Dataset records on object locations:
★ ★ ★

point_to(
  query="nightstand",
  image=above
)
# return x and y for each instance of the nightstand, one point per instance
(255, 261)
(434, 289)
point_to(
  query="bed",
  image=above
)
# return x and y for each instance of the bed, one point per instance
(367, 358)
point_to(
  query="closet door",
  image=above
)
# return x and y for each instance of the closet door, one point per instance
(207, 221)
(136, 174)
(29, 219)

★ ★ ★

Output the rows above again, line for line, with no changes.

point_to(
  query="nightstand",
  image=above
)
# return x and y for each instance of the nightstand, one point per instance
(255, 261)
(434, 289)
point_to(
  query="bed",
  image=above
)
# return x and y for each instance of the bed, one point per instance
(367, 358)
point_to(
  query="closet door",
  image=above
)
# return x and y for each instance of the closet door, one point per instance
(207, 221)
(136, 174)
(29, 219)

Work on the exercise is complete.